EXERCISE PROMPT: In the material below, which lines hold the word "towel"? Pick each one out.
====== EXTRACTED RECORDS
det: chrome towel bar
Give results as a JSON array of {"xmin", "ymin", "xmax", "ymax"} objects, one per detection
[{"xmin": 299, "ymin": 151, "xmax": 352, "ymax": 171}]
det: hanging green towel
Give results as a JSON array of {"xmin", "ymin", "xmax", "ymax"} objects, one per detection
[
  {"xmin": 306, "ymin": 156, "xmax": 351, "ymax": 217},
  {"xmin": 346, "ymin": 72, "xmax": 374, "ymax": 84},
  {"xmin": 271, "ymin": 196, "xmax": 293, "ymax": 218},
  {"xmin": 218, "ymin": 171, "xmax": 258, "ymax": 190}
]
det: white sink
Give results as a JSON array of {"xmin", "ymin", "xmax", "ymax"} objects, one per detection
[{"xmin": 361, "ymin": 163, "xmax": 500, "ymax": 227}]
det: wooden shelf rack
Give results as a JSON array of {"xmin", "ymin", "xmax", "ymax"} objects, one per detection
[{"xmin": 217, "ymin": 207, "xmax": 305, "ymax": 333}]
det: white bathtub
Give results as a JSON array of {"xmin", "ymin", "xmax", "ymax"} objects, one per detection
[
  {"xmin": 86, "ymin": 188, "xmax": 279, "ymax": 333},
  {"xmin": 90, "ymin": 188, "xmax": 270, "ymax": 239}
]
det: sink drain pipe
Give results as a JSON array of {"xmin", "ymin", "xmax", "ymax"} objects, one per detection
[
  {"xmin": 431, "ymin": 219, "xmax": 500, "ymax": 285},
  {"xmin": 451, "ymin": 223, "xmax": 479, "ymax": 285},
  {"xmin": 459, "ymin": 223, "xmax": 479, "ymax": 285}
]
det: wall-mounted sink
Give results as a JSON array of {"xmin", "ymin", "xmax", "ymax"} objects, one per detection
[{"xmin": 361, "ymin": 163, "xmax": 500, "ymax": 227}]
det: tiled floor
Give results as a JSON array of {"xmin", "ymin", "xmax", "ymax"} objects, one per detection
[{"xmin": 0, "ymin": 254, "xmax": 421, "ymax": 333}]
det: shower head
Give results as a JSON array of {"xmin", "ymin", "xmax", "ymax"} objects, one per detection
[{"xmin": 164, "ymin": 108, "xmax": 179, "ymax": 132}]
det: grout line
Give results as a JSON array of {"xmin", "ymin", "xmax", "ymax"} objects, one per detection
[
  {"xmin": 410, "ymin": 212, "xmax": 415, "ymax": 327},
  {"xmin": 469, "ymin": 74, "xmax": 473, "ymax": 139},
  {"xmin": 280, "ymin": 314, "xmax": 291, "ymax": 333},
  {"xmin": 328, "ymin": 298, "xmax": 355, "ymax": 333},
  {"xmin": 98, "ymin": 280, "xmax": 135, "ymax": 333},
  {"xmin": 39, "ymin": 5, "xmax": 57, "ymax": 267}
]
============
EXERCISE RESULT:
det: chrome towel bar
det: hanging green towel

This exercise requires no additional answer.